Document =
31 jan 2008 kl. 23.37 skrev Steve Rowe:
Karl, can you elaborate on what you think is wrong with Weka's
instances implementation?
I used the word bloated but really meant that it was written to fit
everything. Never heard of anyone acutally doing it, but Instances
could potenitally be extended and tailor fitted. It is quite the
static solution:
<<creates>>
[Instances]<#>------>[FastVector]<- - - - - -[ARFFReader]
FastVector actally loads all data to memory. It's pretty fast, but not
that optimal for all environments and data sets. I would rather see
file persistency combined with some transparent cache and index.
I think Ted hits the nail on the head when he write:
The way that Colt does (most of) this is to use a higher-order
API. Most
users I have talked to were completely confused by this. I think
the right
answer is to require a small set of primitives for each
implementation and
inherit nice API much like AbstractMap provides lots of sugar over
a spartan
Map implementation.
Wich is pretty much what I ment when I wrote:
We should talk about a unison data access API. No need for
something fancy or speedy from the start, a seekable record reader
might be enough for now. Lots of abstract layers to allow people
adding support methods and use of any data source with optional
levels of access optimization. An ARFF, an inverted index or what
ever fits best with the algortihm you are about to pass the data to.
In some cases a direct link to the data source can make sense. All I
need in for Baysian classification is the class feature frequency.
That could for instance be pulled straight out of a Lucene index
reader, like this: <http://issues.apache.org/jira/browse/LUCENE-1039>.
karl

Stated task 1 =
According to the forum post, what does FastVector do with the data?
The records that follow the forum post have no connection to it.

Available data =
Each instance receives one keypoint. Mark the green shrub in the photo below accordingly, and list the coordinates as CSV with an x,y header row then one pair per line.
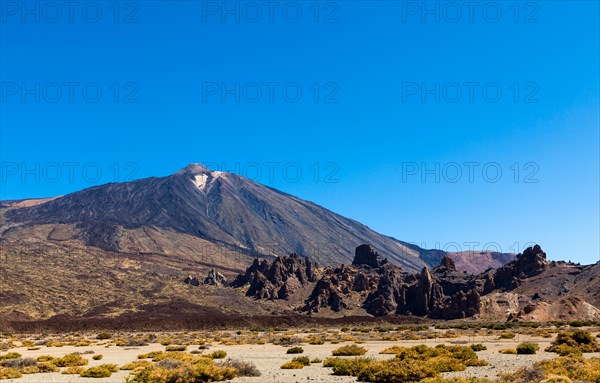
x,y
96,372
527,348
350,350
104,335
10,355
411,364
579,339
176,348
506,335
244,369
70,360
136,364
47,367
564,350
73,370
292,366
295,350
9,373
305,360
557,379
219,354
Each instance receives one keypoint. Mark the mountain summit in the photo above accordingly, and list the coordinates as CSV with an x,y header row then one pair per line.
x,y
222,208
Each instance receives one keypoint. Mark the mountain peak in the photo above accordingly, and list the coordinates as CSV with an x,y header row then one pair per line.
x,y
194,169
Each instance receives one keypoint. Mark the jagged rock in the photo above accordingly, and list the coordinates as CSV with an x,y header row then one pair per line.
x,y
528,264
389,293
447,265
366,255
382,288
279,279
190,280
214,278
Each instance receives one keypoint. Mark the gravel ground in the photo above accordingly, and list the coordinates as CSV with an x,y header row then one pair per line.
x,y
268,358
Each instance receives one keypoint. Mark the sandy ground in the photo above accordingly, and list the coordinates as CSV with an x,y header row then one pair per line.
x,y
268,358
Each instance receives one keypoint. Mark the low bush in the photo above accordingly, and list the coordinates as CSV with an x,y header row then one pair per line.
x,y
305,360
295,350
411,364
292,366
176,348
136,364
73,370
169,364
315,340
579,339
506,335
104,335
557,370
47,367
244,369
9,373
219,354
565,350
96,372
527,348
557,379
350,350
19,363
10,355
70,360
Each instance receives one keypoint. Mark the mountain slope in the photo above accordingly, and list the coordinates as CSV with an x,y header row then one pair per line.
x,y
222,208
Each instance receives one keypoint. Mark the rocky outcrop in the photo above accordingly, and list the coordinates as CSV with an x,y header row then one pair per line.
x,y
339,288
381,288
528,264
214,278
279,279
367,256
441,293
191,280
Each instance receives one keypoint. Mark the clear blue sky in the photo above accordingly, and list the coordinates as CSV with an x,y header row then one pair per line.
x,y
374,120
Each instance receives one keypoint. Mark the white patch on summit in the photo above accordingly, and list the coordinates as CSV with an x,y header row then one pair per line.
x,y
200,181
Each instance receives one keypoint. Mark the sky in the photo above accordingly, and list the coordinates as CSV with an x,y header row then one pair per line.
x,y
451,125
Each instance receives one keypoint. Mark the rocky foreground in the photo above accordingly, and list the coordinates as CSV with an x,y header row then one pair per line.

--

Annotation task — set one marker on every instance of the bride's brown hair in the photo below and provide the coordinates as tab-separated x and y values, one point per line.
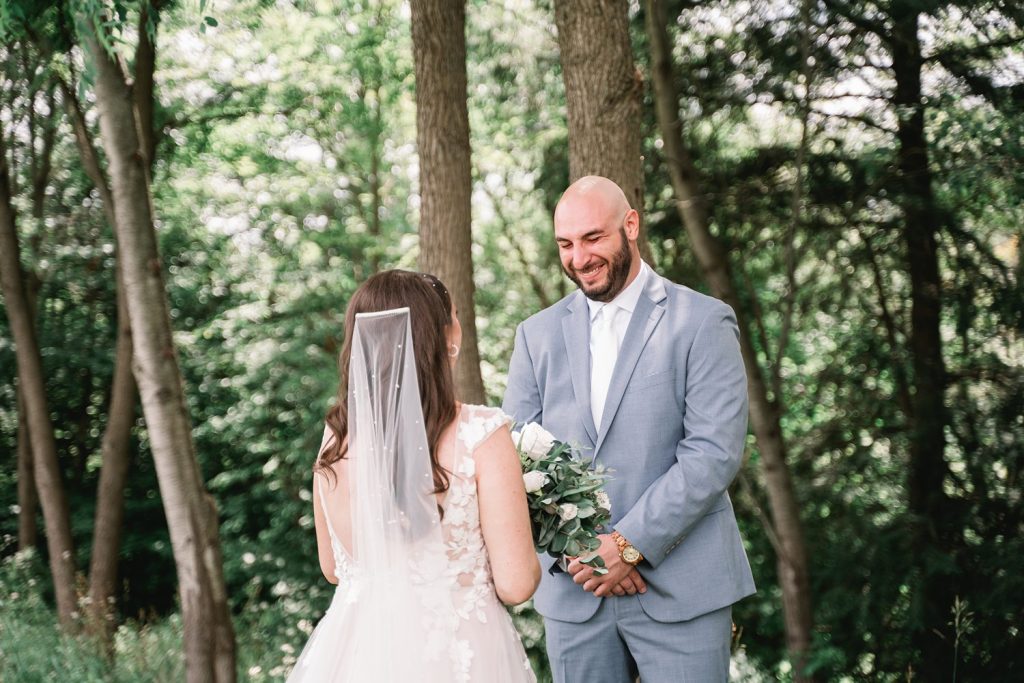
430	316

...

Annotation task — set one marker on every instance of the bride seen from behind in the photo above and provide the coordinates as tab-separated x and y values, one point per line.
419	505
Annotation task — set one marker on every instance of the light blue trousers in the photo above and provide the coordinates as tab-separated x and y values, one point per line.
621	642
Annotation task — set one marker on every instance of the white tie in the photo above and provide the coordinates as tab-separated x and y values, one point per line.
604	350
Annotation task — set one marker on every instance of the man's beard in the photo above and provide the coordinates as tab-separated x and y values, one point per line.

Stated task 2 =
Reproduce the records from the line containing "Each instance receives one keypoint. Mark the sandy" down to the line containing "Each instance receives one keypoint. Mark the rocky foreground", both included, and nothing else. Keep every request line and raise each coordinate in the answers by 96.

Finished answer 1 =
It loads all data to memory.

Finished answer 2 =
Each instance receives one keypoint. Mark the sandy ground in the photo above accordingly, and list the coordinates as CSV with an x,y header row then one pair per line.
x,y
364,454
Each instance receives one keypoint. Mark the low bush in the photo above accordingly, and list the coordinates as CSV with an x,y header row then one pair per line.
x,y
401,456
391,446
507,460
388,462
272,444
232,460
169,466
265,460
411,436
675,435
602,431
200,431
653,466
143,463
340,465
105,469
315,450
661,446
192,468
623,444
653,475
446,446
115,459
106,451
166,456
Each instance receives one keypoint. Mark the mountain slope in the photo above accordingly, and list the coordinates as CSV with an x,y header row then one pair per line.
x,y
318,304
Each instance receives one keypoint. Mark the rocky outcrop in the photo above accordingly, and list the coordinates as CSV with an x,y header row then one pair per line.
x,y
435,384
477,384
624,360
310,374
375,375
463,352
537,389
287,376
Each instance receives one keypoint. Mark the clear blue sky in the photo above accordingly, and list the coordinates as CSV with an x,y header row then one pair per line.
x,y
470,216
Each instance receives one keypoint. Mark the white patch on summit in the photo above accordingly, and list the coordinates as CSV with an x,y header row then one pair per line.
x,y
296,277
Each instance receives one keypoint. Mark the sky in the photo above accordingly, and list the coordinates as CSV with an x,y header row then one pair per line.
x,y
547,221
Each instance receives one keypoint. Mark the rocky foreground in the photo above accordingly, and list the coordinates as CSV with an x,y header row then one pair per line.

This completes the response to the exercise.